● **Task statement**
Revise the data below, starting at the line that contains "Can you find the brown" and ending after the line that contains "pixel 858 168". Change "door frame" to "window frame", leave everything else as it is, and return only those lines.

>> START Entries

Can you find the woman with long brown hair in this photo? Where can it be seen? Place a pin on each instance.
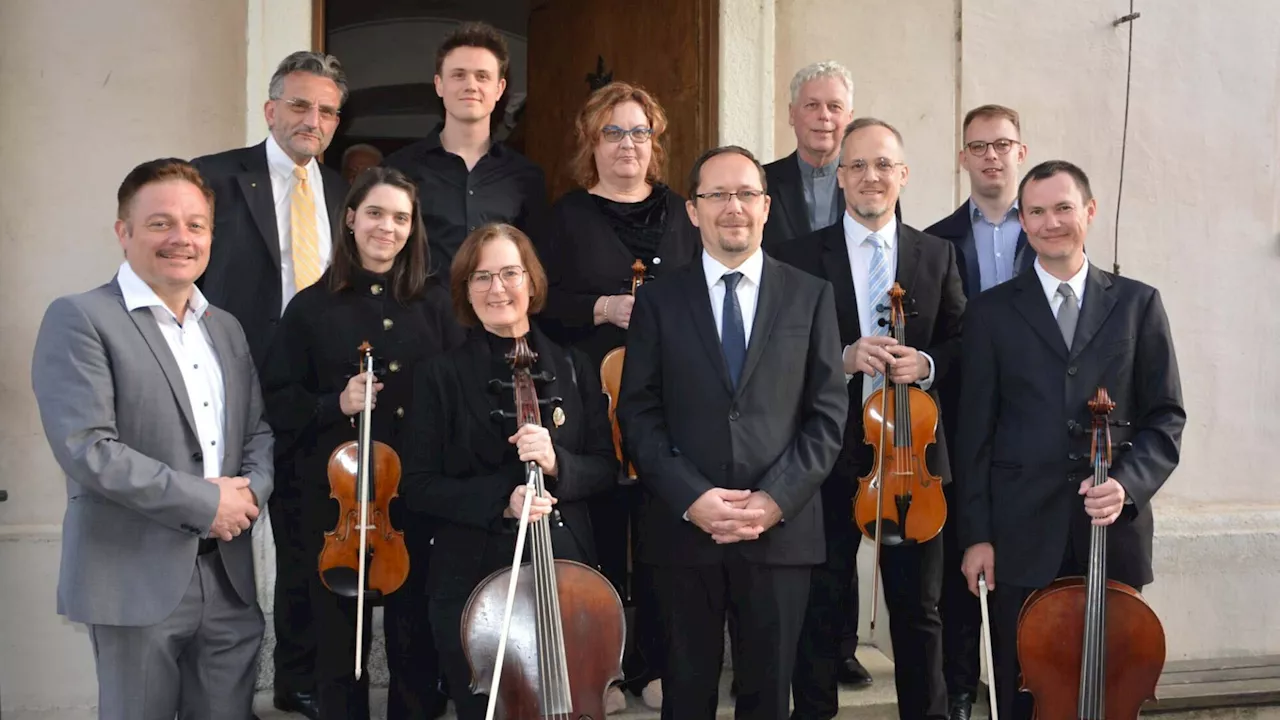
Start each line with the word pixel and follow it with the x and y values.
pixel 375 290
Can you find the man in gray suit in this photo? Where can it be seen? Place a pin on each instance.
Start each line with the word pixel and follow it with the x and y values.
pixel 151 405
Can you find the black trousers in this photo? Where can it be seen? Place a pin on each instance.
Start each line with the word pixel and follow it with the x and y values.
pixel 912 577
pixel 961 615
pixel 768 604
pixel 295 566
pixel 1006 604
pixel 411 656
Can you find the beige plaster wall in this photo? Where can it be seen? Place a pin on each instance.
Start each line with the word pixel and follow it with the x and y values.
pixel 87 91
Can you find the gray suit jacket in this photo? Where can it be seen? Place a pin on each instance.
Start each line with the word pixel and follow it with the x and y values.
pixel 118 419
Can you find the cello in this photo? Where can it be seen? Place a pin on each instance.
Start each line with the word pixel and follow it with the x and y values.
pixel 561 620
pixel 611 379
pixel 900 500
pixel 364 555
pixel 1091 647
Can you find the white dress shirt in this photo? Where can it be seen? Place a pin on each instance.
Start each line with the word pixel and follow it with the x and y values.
pixel 860 254
pixel 280 167
pixel 1050 285
pixel 193 352
pixel 748 288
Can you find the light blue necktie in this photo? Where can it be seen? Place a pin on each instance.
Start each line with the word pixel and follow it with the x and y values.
pixel 878 281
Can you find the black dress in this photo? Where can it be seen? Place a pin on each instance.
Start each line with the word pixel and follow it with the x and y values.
pixel 314 355
pixel 461 470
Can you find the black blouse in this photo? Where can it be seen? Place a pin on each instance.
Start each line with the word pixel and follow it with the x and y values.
pixel 315 352
pixel 597 241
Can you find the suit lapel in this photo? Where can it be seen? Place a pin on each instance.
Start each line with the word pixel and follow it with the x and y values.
pixel 704 322
pixel 150 329
pixel 1098 301
pixel 772 291
pixel 233 388
pixel 1032 305
pixel 908 260
pixel 835 264
pixel 256 185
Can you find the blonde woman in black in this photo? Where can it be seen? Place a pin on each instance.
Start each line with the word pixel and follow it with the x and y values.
pixel 376 290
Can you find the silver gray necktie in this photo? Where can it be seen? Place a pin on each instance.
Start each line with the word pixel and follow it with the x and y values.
pixel 1068 314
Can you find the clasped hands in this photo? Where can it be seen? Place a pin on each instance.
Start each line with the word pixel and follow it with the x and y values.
pixel 237 507
pixel 872 354
pixel 734 515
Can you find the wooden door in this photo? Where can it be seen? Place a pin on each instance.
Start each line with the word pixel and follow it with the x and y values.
pixel 666 46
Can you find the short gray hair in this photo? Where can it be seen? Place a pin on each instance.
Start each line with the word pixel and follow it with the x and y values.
pixel 309 62
pixel 826 68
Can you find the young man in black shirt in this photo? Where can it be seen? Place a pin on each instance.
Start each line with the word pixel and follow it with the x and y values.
pixel 465 178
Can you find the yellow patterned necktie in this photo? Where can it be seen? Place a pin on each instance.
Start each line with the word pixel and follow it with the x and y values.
pixel 302 232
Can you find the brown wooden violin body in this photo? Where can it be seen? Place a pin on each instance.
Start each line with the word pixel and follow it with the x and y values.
pixel 1091 647
pixel 553 641
pixel 364 477
pixel 611 376
pixel 900 500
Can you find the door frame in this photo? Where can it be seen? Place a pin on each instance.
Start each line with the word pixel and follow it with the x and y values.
pixel 708 48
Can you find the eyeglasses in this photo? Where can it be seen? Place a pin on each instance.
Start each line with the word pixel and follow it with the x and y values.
pixel 613 133
pixel 1002 146
pixel 481 281
pixel 304 108
pixel 720 197
pixel 858 168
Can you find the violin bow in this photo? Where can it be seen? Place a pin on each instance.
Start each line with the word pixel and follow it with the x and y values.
pixel 530 490
pixel 365 420
pixel 986 645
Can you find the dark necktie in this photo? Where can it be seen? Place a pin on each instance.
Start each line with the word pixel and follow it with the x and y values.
pixel 732 333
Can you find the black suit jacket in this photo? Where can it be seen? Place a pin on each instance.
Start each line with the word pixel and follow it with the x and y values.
pixel 243 274
pixel 927 272
pixel 461 469
pixel 789 214
pixel 689 431
pixel 1024 431
pixel 588 260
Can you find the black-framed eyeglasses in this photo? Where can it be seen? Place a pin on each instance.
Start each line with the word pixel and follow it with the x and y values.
pixel 481 281
pixel 613 133
pixel 720 197
pixel 304 108
pixel 978 147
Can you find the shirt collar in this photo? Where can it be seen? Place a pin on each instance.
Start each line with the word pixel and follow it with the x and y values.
pixel 752 268
pixel 1050 283
pixel 138 294
pixel 813 171
pixel 976 213
pixel 856 232
pixel 282 164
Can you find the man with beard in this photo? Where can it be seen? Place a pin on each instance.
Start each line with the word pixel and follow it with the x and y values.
pixel 152 410
pixel 273 240
pixel 862 256
pixel 991 247
pixel 1036 350
pixel 732 406
pixel 465 178
pixel 803 185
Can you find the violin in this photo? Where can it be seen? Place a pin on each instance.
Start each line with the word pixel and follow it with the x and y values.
pixel 364 555
pixel 899 501
pixel 1091 647
pixel 611 378
pixel 561 620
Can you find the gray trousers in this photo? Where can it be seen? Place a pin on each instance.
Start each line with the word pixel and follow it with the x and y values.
pixel 197 664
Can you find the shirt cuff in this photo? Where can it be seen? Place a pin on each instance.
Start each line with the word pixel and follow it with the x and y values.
pixel 928 381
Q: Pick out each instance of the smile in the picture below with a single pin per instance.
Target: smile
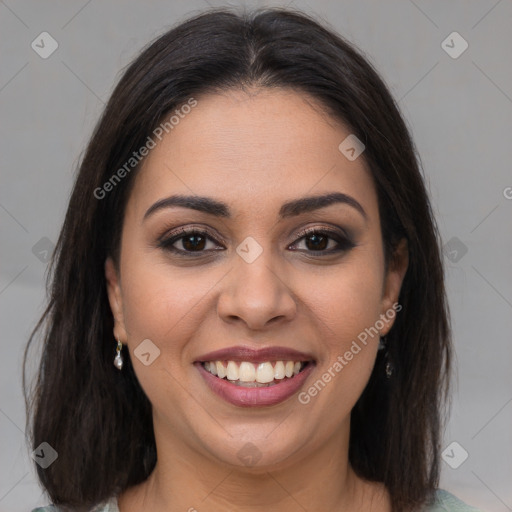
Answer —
(247, 374)
(241, 386)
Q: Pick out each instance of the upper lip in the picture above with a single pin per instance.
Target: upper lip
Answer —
(253, 355)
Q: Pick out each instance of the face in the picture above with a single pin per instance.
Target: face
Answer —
(284, 287)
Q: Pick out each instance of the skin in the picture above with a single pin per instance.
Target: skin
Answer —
(253, 150)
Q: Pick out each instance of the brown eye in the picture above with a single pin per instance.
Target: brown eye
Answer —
(191, 241)
(324, 241)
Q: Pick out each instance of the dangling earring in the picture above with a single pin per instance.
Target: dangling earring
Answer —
(118, 360)
(389, 364)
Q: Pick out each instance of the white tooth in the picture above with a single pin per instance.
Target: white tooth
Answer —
(265, 373)
(279, 370)
(246, 372)
(232, 371)
(221, 371)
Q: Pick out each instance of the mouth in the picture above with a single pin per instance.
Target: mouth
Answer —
(259, 375)
(247, 377)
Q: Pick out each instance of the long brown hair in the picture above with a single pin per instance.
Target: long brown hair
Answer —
(98, 419)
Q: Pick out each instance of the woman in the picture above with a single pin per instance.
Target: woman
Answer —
(250, 242)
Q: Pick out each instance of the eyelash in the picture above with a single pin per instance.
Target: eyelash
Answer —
(166, 243)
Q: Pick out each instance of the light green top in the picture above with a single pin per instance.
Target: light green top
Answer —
(445, 502)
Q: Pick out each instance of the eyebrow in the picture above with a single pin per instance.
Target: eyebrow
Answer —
(289, 209)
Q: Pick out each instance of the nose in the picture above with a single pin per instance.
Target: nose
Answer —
(256, 294)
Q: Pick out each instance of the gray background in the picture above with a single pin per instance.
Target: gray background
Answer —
(460, 114)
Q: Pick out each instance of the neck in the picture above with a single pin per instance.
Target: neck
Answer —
(184, 479)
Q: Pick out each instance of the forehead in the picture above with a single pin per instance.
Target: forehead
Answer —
(256, 148)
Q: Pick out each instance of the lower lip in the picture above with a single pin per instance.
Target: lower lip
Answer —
(255, 397)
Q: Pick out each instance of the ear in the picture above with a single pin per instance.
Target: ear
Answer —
(115, 299)
(392, 284)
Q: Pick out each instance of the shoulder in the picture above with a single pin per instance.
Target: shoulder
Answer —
(447, 502)
(109, 505)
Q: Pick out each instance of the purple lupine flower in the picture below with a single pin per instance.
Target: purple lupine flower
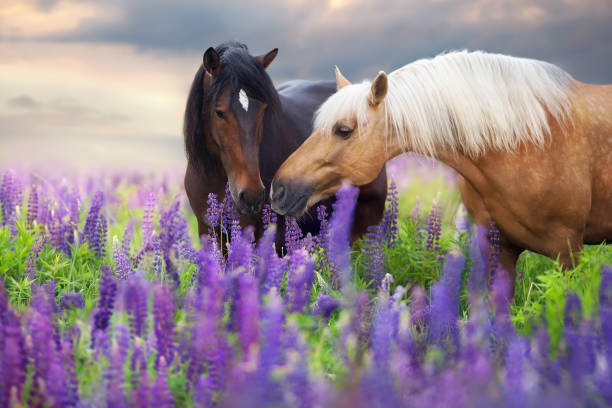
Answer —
(478, 276)
(14, 358)
(264, 256)
(326, 305)
(442, 329)
(494, 248)
(213, 215)
(93, 218)
(270, 353)
(141, 393)
(299, 280)
(115, 392)
(72, 385)
(434, 226)
(161, 393)
(30, 269)
(56, 382)
(147, 220)
(122, 261)
(293, 234)
(380, 384)
(241, 252)
(415, 215)
(106, 302)
(10, 195)
(341, 222)
(157, 254)
(579, 357)
(202, 396)
(605, 310)
(73, 203)
(248, 312)
(268, 216)
(389, 222)
(32, 206)
(323, 237)
(72, 300)
(374, 262)
(136, 305)
(163, 312)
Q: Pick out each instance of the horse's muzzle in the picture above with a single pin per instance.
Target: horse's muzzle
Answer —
(289, 198)
(250, 202)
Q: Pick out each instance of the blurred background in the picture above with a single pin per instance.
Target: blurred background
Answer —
(87, 84)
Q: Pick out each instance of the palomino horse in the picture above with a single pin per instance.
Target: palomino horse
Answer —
(239, 128)
(532, 146)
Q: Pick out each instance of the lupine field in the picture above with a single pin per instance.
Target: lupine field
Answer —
(108, 298)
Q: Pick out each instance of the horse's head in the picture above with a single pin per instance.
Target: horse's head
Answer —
(238, 93)
(348, 143)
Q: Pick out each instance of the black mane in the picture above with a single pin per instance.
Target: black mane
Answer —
(239, 70)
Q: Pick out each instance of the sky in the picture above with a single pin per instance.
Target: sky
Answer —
(91, 84)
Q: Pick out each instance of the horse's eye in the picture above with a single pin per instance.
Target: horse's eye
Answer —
(344, 132)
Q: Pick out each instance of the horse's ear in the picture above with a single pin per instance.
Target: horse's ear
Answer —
(341, 81)
(378, 91)
(212, 61)
(266, 59)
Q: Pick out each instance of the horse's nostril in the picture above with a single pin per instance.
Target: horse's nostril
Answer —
(279, 192)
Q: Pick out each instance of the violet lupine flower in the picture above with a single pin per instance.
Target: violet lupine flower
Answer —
(434, 226)
(248, 312)
(300, 279)
(93, 218)
(115, 392)
(136, 305)
(140, 396)
(161, 393)
(122, 261)
(416, 215)
(268, 216)
(10, 195)
(72, 385)
(72, 301)
(515, 373)
(163, 312)
(213, 215)
(380, 384)
(323, 236)
(478, 276)
(341, 222)
(374, 262)
(14, 358)
(106, 302)
(147, 220)
(605, 311)
(56, 382)
(264, 256)
(442, 329)
(579, 357)
(32, 206)
(389, 223)
(293, 234)
(494, 249)
(326, 305)
(241, 252)
(30, 269)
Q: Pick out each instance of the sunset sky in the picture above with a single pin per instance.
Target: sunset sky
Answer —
(92, 83)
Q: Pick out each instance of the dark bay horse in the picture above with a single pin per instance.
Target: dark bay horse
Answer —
(239, 128)
(532, 146)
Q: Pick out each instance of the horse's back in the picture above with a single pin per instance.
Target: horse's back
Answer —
(593, 118)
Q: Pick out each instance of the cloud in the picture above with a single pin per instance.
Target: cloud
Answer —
(22, 101)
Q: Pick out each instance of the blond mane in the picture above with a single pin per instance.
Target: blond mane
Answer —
(465, 101)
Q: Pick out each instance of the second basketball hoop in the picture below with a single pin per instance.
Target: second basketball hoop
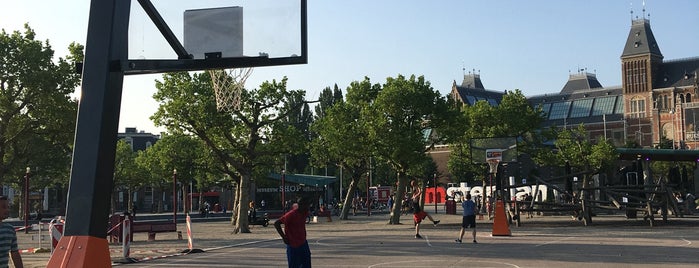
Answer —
(228, 87)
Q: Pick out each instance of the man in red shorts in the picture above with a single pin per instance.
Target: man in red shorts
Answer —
(298, 254)
(418, 213)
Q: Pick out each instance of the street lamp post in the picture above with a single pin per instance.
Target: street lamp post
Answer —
(435, 193)
(26, 201)
(174, 196)
(283, 190)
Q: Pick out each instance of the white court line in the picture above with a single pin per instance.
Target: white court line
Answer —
(437, 261)
(688, 242)
(555, 241)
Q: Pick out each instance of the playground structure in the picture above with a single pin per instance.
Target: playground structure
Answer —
(584, 193)
(652, 198)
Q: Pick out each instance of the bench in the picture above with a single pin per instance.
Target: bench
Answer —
(154, 227)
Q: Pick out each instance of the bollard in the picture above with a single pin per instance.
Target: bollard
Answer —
(190, 239)
(126, 242)
(56, 230)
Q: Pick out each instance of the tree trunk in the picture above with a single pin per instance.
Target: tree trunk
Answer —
(398, 200)
(242, 225)
(347, 203)
(234, 208)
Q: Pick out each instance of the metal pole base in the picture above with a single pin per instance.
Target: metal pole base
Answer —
(81, 251)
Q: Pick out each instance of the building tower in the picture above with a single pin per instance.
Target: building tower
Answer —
(640, 62)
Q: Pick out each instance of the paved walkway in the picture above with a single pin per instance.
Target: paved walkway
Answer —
(368, 241)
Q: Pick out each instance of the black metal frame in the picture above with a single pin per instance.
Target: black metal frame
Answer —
(106, 63)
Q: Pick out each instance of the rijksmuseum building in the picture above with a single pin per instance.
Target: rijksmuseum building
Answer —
(657, 98)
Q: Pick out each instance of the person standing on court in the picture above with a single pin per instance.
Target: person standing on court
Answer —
(469, 218)
(418, 213)
(8, 238)
(298, 254)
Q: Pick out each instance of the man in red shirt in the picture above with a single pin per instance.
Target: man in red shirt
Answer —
(298, 254)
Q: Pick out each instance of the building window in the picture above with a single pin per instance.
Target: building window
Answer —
(559, 110)
(129, 140)
(637, 108)
(603, 105)
(581, 108)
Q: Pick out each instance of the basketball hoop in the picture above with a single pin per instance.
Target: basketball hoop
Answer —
(228, 87)
(493, 164)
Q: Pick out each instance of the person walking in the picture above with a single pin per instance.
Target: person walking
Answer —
(418, 213)
(298, 254)
(8, 238)
(469, 218)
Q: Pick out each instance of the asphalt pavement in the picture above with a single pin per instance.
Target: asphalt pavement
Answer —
(369, 241)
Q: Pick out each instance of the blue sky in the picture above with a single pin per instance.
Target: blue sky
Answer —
(527, 45)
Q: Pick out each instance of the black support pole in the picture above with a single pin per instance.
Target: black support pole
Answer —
(84, 241)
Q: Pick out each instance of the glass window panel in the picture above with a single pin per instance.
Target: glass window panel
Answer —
(492, 102)
(581, 108)
(559, 110)
(546, 108)
(603, 105)
(619, 105)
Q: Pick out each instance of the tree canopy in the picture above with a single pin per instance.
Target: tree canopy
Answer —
(37, 113)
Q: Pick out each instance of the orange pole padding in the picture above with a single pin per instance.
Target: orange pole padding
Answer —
(500, 225)
(81, 251)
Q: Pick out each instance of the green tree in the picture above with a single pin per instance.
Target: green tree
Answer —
(37, 114)
(242, 141)
(128, 175)
(184, 154)
(342, 136)
(400, 116)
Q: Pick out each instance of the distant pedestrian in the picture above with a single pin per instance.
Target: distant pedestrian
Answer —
(8, 238)
(469, 218)
(418, 213)
(298, 254)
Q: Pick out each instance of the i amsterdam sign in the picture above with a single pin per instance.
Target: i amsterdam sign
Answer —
(290, 188)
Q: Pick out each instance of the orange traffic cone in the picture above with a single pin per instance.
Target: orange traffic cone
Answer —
(500, 225)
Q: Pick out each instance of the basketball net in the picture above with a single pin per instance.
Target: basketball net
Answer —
(493, 164)
(228, 87)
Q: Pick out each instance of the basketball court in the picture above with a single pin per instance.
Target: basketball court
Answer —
(555, 241)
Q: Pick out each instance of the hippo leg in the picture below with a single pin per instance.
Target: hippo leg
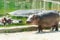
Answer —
(39, 28)
(53, 28)
(56, 27)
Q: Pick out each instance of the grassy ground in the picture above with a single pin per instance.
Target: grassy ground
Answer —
(16, 24)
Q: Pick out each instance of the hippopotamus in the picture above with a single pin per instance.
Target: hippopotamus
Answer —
(45, 19)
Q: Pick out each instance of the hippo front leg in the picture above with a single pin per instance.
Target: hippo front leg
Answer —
(56, 27)
(39, 28)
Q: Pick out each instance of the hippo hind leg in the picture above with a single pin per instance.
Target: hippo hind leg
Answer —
(39, 28)
(56, 27)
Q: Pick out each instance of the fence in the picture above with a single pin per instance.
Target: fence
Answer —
(11, 5)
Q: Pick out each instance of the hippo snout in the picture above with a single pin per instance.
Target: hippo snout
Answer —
(28, 22)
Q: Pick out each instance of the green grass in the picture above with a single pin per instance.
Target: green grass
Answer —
(16, 24)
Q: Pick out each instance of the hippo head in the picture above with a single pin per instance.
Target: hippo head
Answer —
(32, 19)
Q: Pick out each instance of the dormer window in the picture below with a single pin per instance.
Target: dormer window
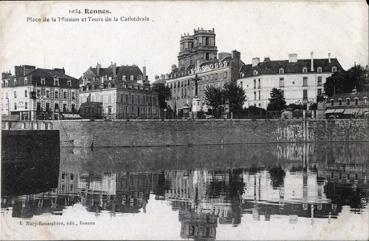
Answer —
(347, 101)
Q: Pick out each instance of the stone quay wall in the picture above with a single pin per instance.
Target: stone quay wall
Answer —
(136, 133)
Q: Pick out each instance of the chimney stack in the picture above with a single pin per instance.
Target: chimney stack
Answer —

>> END Entries

● **Exercise result**
Can you find the brown wooden violin body in this photo? Where can it be seen? Place a pin on each instance.
Start each line with the word pixel and follow it with the x and y values.
pixel 1091 647
pixel 553 641
pixel 364 477
pixel 611 376
pixel 900 500
Can you find the window frame in this photo? Where can it be seen? Place a pin on each instance.
Start each line with the word pixel and follow it with the x and y values.
pixel 708 48
Can you find the eyeglasses in this photo? Where can it be seen? Place a pin on each instance.
Start each line with the word pixel and follow it with the x and y values.
pixel 613 133
pixel 1002 146
pixel 481 281
pixel 304 108
pixel 720 197
pixel 858 168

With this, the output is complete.